### EXERCISE OBJECTIVE
Line by line, please look for the word "brown" in the following records, then copy each line you find it in.

Content starts

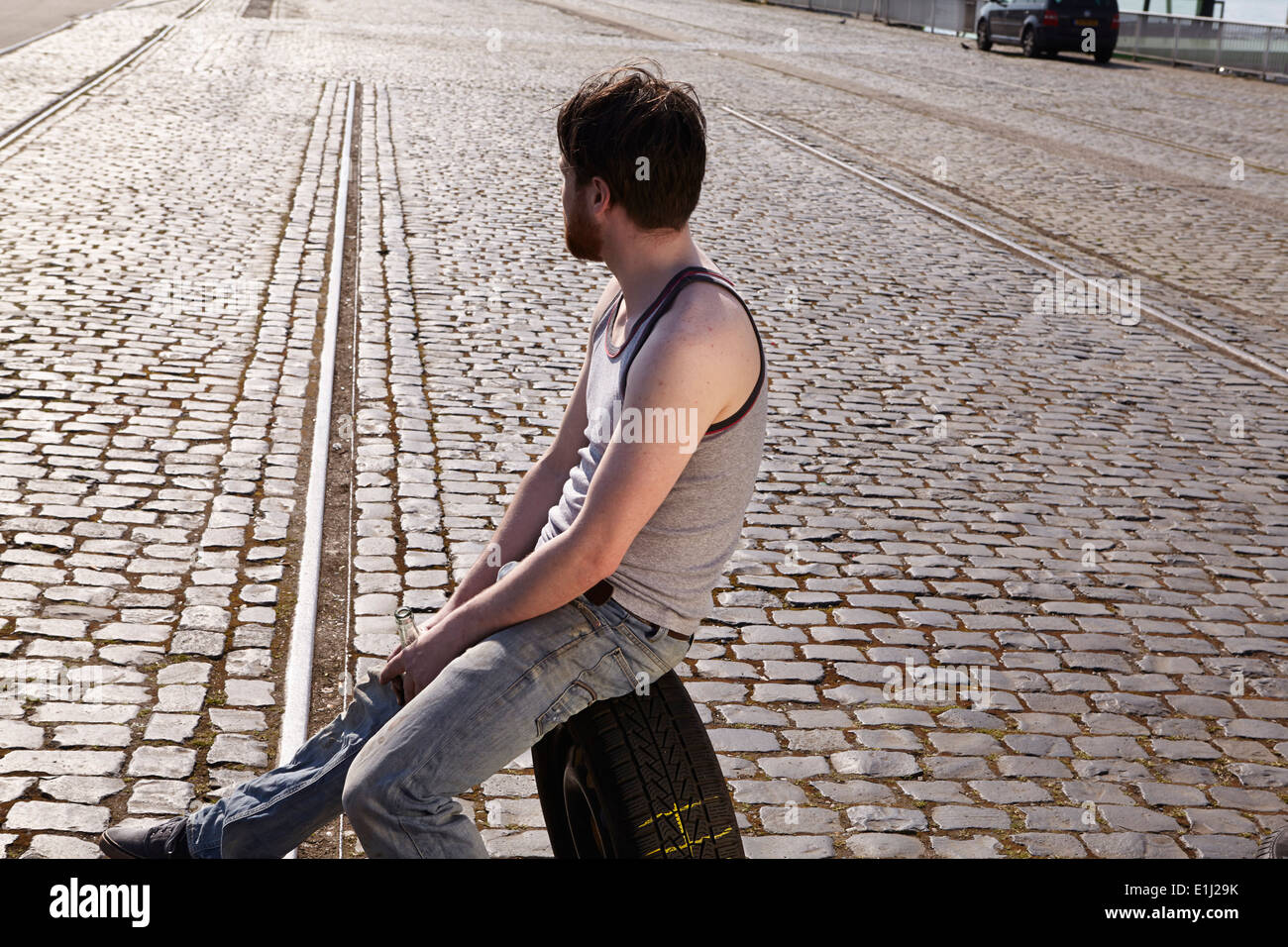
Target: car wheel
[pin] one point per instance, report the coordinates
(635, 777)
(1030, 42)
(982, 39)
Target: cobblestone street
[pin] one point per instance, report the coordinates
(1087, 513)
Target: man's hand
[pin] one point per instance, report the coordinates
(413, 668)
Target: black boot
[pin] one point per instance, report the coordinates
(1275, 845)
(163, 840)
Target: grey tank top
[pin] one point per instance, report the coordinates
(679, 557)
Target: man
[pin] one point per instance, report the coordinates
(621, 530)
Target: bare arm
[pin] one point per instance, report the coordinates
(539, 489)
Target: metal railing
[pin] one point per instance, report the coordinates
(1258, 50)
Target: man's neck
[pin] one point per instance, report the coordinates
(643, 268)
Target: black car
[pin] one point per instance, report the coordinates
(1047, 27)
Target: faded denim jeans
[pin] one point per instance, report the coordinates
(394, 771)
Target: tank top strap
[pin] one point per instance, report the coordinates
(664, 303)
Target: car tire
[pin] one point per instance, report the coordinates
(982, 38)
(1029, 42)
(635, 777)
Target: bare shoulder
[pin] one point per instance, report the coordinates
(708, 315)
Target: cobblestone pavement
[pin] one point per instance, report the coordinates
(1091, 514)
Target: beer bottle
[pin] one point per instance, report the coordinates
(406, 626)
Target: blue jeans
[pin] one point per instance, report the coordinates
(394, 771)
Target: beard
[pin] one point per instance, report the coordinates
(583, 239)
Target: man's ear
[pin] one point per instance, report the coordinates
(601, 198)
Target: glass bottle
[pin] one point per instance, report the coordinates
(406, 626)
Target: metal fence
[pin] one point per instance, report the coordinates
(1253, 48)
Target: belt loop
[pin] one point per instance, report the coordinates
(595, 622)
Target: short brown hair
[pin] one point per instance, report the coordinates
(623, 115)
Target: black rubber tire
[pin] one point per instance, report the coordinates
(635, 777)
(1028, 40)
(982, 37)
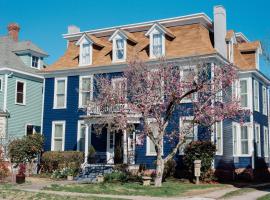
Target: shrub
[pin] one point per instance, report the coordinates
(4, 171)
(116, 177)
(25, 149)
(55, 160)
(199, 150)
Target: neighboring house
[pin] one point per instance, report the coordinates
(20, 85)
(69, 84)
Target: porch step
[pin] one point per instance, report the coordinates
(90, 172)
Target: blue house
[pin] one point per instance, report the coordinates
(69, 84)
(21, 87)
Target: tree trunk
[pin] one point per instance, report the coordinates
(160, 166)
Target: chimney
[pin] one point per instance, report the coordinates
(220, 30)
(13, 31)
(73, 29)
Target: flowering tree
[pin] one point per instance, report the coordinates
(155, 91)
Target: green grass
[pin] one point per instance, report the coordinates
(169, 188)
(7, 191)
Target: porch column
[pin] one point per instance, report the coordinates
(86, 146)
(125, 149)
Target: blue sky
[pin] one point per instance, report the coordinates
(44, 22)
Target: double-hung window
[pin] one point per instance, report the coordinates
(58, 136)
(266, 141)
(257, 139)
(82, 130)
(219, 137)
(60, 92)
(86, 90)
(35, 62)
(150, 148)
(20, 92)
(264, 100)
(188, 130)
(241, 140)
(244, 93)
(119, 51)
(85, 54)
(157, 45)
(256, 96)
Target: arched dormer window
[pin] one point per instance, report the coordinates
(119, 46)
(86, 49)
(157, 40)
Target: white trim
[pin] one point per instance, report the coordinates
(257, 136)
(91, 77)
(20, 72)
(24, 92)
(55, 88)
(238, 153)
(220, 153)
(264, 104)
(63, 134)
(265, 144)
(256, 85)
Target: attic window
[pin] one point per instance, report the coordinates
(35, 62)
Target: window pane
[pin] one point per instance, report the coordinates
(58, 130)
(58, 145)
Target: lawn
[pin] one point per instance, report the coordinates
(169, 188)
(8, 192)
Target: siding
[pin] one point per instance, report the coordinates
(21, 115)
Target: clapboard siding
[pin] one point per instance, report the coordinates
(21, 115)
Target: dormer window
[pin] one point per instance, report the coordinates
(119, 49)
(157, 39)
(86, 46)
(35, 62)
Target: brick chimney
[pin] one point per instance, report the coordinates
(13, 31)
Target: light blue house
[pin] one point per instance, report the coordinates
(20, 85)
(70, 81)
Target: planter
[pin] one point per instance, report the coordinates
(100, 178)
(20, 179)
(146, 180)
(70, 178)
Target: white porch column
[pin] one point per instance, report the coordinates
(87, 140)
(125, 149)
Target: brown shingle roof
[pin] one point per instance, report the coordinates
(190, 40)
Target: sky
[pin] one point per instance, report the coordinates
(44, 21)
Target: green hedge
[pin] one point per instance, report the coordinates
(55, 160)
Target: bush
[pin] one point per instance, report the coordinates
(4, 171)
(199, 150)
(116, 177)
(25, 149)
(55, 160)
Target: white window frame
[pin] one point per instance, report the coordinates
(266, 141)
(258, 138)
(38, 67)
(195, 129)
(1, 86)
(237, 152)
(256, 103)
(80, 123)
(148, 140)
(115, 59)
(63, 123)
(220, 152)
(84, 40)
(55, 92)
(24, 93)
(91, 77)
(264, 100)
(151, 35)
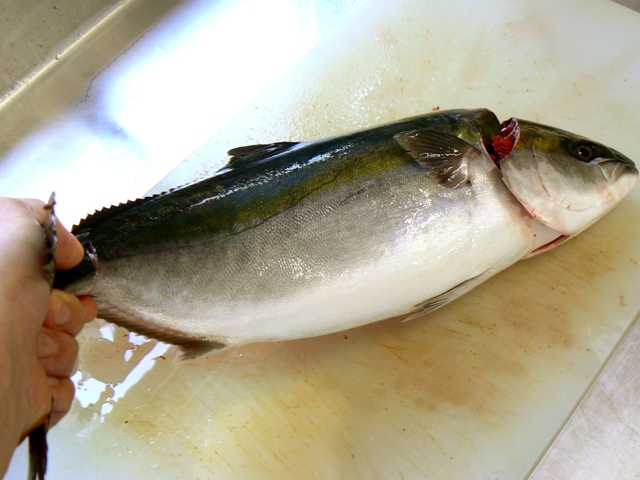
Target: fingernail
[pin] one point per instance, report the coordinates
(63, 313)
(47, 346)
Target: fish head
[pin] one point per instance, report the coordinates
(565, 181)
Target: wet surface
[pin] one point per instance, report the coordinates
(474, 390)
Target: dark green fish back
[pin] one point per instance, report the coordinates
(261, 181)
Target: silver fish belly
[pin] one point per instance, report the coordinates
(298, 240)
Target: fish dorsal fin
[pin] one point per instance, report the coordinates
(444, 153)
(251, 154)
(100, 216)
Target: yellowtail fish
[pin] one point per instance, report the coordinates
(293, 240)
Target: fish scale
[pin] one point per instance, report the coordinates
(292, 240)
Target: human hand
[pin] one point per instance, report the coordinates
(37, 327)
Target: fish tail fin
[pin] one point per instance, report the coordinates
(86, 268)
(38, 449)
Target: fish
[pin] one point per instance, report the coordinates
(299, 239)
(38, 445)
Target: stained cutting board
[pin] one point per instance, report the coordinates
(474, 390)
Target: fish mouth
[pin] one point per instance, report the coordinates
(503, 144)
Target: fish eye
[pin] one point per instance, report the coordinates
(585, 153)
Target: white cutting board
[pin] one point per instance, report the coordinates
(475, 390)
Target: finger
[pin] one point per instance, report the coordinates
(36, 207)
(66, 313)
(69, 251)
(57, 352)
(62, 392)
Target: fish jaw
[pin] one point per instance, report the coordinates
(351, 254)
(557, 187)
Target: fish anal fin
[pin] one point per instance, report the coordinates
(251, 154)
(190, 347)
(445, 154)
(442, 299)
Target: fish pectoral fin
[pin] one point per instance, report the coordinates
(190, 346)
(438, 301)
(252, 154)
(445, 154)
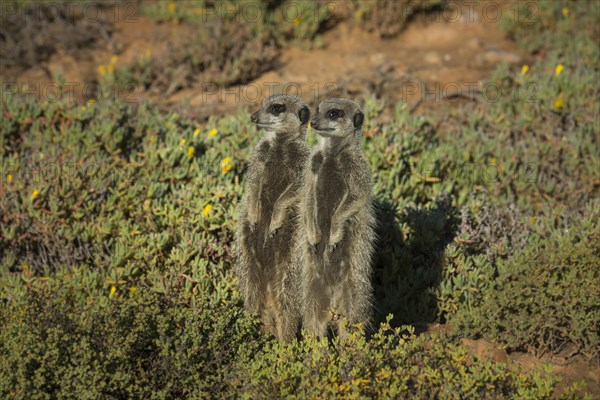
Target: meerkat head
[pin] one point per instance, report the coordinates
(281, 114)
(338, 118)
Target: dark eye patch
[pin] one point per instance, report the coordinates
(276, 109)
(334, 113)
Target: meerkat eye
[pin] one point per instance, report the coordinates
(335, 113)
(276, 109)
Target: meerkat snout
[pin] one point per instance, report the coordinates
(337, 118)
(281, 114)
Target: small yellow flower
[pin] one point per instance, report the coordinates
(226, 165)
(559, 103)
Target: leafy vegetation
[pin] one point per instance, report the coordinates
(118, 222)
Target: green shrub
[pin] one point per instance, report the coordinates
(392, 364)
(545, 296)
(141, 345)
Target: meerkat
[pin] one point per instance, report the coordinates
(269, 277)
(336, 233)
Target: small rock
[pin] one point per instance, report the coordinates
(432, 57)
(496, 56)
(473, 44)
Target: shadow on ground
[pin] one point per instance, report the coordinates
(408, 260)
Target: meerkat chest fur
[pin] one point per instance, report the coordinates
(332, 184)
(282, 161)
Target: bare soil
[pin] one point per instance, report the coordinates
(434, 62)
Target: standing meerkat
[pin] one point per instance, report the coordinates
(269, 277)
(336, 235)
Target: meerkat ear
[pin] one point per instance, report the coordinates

Content ends

### EXPECTED ANSWER
Target: short brown hair
Target: brown shingle roof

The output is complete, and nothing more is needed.